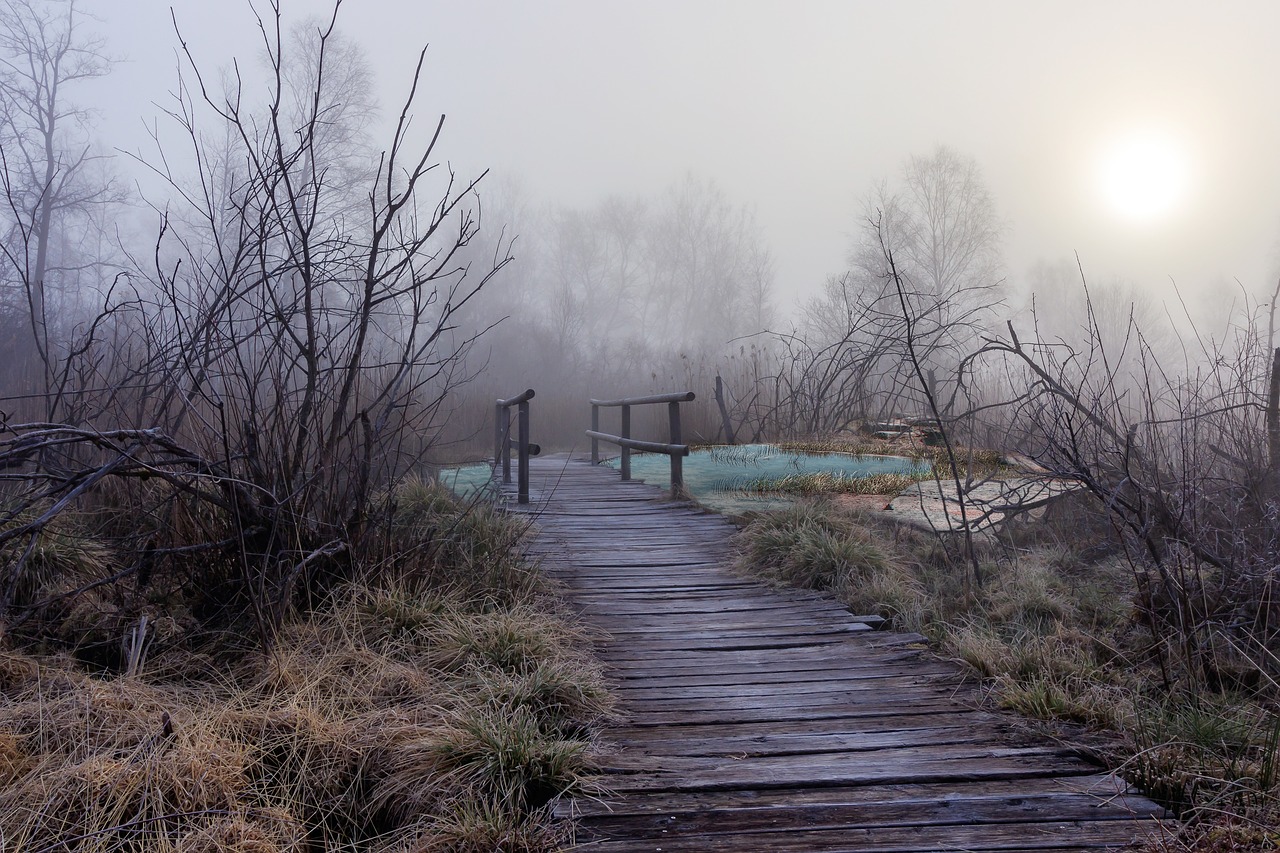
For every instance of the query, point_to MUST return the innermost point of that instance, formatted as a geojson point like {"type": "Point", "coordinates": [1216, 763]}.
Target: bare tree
{"type": "Point", "coordinates": [46, 160]}
{"type": "Point", "coordinates": [296, 350]}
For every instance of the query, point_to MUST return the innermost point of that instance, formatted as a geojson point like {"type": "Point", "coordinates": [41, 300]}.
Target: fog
{"type": "Point", "coordinates": [641, 197]}
{"type": "Point", "coordinates": [800, 109]}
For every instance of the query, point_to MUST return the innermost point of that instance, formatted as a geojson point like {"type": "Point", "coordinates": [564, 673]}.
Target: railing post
{"type": "Point", "coordinates": [506, 446]}
{"type": "Point", "coordinates": [595, 428]}
{"type": "Point", "coordinates": [524, 452]}
{"type": "Point", "coordinates": [497, 433]}
{"type": "Point", "coordinates": [626, 451]}
{"type": "Point", "coordinates": [677, 461]}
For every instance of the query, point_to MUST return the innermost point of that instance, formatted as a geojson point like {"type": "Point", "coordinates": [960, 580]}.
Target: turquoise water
{"type": "Point", "coordinates": [467, 480]}
{"type": "Point", "coordinates": [717, 475]}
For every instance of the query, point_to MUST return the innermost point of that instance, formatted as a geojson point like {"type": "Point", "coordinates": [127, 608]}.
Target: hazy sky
{"type": "Point", "coordinates": [799, 108]}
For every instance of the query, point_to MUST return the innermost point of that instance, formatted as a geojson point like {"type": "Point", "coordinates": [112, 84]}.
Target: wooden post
{"type": "Point", "coordinates": [506, 446]}
{"type": "Point", "coordinates": [497, 434]}
{"type": "Point", "coordinates": [524, 452]}
{"type": "Point", "coordinates": [677, 461]}
{"type": "Point", "coordinates": [595, 428]}
{"type": "Point", "coordinates": [626, 451]}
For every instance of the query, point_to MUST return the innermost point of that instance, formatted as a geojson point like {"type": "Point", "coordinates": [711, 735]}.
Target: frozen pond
{"type": "Point", "coordinates": [723, 478]}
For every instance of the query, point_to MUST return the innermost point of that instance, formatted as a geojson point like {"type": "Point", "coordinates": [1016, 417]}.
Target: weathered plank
{"type": "Point", "coordinates": [764, 719]}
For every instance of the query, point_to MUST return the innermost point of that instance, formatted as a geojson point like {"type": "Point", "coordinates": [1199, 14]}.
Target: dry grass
{"type": "Point", "coordinates": [417, 711]}
{"type": "Point", "coordinates": [1054, 634]}
{"type": "Point", "coordinates": [833, 483]}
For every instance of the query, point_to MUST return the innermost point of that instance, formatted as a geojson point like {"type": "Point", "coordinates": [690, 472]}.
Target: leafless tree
{"type": "Point", "coordinates": [46, 168]}
{"type": "Point", "coordinates": [293, 350]}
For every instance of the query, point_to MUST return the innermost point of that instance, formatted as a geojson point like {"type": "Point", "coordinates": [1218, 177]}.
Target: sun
{"type": "Point", "coordinates": [1144, 177]}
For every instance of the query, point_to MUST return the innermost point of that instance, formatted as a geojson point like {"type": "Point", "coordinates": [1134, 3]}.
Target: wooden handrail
{"type": "Point", "coordinates": [675, 448]}
{"type": "Point", "coordinates": [680, 396]}
{"type": "Point", "coordinates": [502, 443]}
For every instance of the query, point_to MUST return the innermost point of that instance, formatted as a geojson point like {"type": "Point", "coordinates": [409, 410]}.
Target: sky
{"type": "Point", "coordinates": [1082, 115]}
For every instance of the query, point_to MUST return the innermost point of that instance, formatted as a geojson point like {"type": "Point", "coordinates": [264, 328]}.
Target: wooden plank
{"type": "Point", "coordinates": [766, 719]}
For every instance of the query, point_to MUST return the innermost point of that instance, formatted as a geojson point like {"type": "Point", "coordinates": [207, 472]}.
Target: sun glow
{"type": "Point", "coordinates": [1144, 177]}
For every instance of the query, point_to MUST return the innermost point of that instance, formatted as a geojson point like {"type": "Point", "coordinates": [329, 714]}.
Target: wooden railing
{"type": "Point", "coordinates": [503, 445]}
{"type": "Point", "coordinates": [675, 448]}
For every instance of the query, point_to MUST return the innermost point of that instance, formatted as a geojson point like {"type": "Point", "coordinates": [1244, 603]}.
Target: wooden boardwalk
{"type": "Point", "coordinates": [758, 719]}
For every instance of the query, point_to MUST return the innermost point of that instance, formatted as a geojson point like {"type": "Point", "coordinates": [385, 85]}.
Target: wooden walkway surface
{"type": "Point", "coordinates": [758, 719]}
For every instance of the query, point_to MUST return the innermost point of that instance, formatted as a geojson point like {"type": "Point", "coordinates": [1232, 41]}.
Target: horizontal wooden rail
{"type": "Point", "coordinates": [673, 448]}
{"type": "Point", "coordinates": [503, 445]}
{"type": "Point", "coordinates": [680, 396]}
{"type": "Point", "coordinates": [635, 443]}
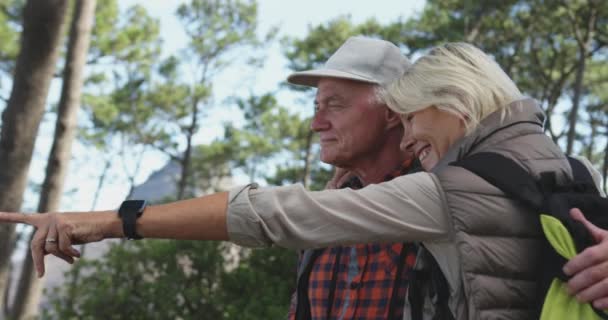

.....

• **ACTIVITY**
The data must be reproduced exactly, and no picture may appear in the copy.

• **SOLUTION TO THIS PROBLEM**
For every instance of the query, point_to MUST return the innermost point of that instance, formatted as a geojson point like {"type": "Point", "coordinates": [1216, 763]}.
Target: bare tree
{"type": "Point", "coordinates": [46, 160]}
{"type": "Point", "coordinates": [296, 350]}
For every instance of the query, point_to MUST return the innermost point of that instance, formatted as a geojson point like {"type": "Point", "coordinates": [41, 300]}.
Target: fog
{"type": "Point", "coordinates": [641, 197]}
{"type": "Point", "coordinates": [800, 109]}
For every instance of the query, point_to MUST return the innermost point of that instance, formatted as a geojson point like {"type": "Point", "coordinates": [564, 673]}.
Target: railing post
{"type": "Point", "coordinates": [506, 446]}
{"type": "Point", "coordinates": [595, 428]}
{"type": "Point", "coordinates": [524, 452]}
{"type": "Point", "coordinates": [497, 433]}
{"type": "Point", "coordinates": [626, 451]}
{"type": "Point", "coordinates": [677, 461]}
For every instance of the query, point_to MUST return the innermost point of that instance, formatted as a geojson point like {"type": "Point", "coordinates": [960, 580]}.
Target: turquoise water
{"type": "Point", "coordinates": [467, 480]}
{"type": "Point", "coordinates": [717, 475]}
For every instance of the query, point_to MUST return the innermost point of that instance, formatted as a geojson point like {"type": "Point", "coordinates": [127, 608]}.
Target: hazy sky
{"type": "Point", "coordinates": [799, 108]}
For every instance of the query, point_to MUST return the innermost point of that instance, formatted as a geojson point like {"type": "Point", "coordinates": [112, 84]}.
Target: wooden post
{"type": "Point", "coordinates": [506, 446]}
{"type": "Point", "coordinates": [497, 434]}
{"type": "Point", "coordinates": [524, 452]}
{"type": "Point", "coordinates": [677, 461]}
{"type": "Point", "coordinates": [595, 428]}
{"type": "Point", "coordinates": [626, 451]}
For every instance of the query, point_to MUST return the innermost point of that instance, formatted as a geojson point like {"type": "Point", "coordinates": [711, 735]}.
Target: frozen pond
{"type": "Point", "coordinates": [723, 478]}
For every instance of the query, point_to MUST return the innermost point of that instance, formatted as a geojson point like {"type": "Point", "coordinates": [1016, 417]}.
Target: weathered plank
{"type": "Point", "coordinates": [764, 719]}
For every instance of the query, point_to MUST return the innermost point of that instance, formatted as a geojson point like {"type": "Point", "coordinates": [1199, 14]}.
Target: dry grass
{"type": "Point", "coordinates": [417, 711]}
{"type": "Point", "coordinates": [1054, 634]}
{"type": "Point", "coordinates": [833, 483]}
For every instance of the query, point_to MUST return the innermost point of that instance, formatted as a geojson point like {"type": "Point", "coordinates": [690, 472]}.
Target: leafless tree
{"type": "Point", "coordinates": [46, 168]}
{"type": "Point", "coordinates": [293, 350]}
For every instance of the query, point_to MUST return the innermost point of that instance, formatted as a geojson point like {"type": "Point", "coordinates": [1218, 177]}.
Target: sun
{"type": "Point", "coordinates": [1144, 177]}
For every instance of the query, point_to MUST return the innermost point of that instance, formatted as a geojson point like {"type": "Point", "coordinates": [1134, 3]}.
Target: wooden handrail
{"type": "Point", "coordinates": [675, 448]}
{"type": "Point", "coordinates": [680, 396]}
{"type": "Point", "coordinates": [502, 443]}
For every instance of the query, point_to MUST return the innermost point of that instance, formatted as a geojson point like {"type": "Point", "coordinates": [409, 410]}.
Target: sky
{"type": "Point", "coordinates": [1082, 115]}
For every instance of the query, point_to MUST return the innermost point of that instance, formatted as a geojson point like {"type": "Point", "coordinates": [264, 328]}.
Target: wooden plank
{"type": "Point", "coordinates": [766, 719]}
For every instance of the query, point_to MUST return the innermost point of that instance, formatted as a geojson point like {"type": "Point", "coordinates": [207, 472]}.
Target: sun glow
{"type": "Point", "coordinates": [1144, 177]}
For every instance of the query, point_to MUST return the innermost point of that instance, formatted as a geojson point like {"type": "Point", "coordinates": [329, 714]}.
Target: wooden railing
{"type": "Point", "coordinates": [503, 445]}
{"type": "Point", "coordinates": [675, 448]}
For every instance of the query, point_to MUST return the innermost point of that instance, formatted as a geojson point like {"type": "Point", "coordinates": [1244, 603]}.
Target: wooden boardwalk
{"type": "Point", "coordinates": [758, 719]}
For every instance of the query, point_to MUST return the innermost point of that instance, formatted as a geojson point like {"type": "Point", "coordinates": [385, 85]}.
Target: wooden walkway surface
{"type": "Point", "coordinates": [758, 719]}
For every instance of the query, point_to MUST return the innermost point of that instance, formatted as a geojson point like {"type": "Point", "coordinates": [1232, 41]}.
Target: horizontal wooden rail
{"type": "Point", "coordinates": [673, 448]}
{"type": "Point", "coordinates": [503, 445]}
{"type": "Point", "coordinates": [680, 396]}
{"type": "Point", "coordinates": [635, 443]}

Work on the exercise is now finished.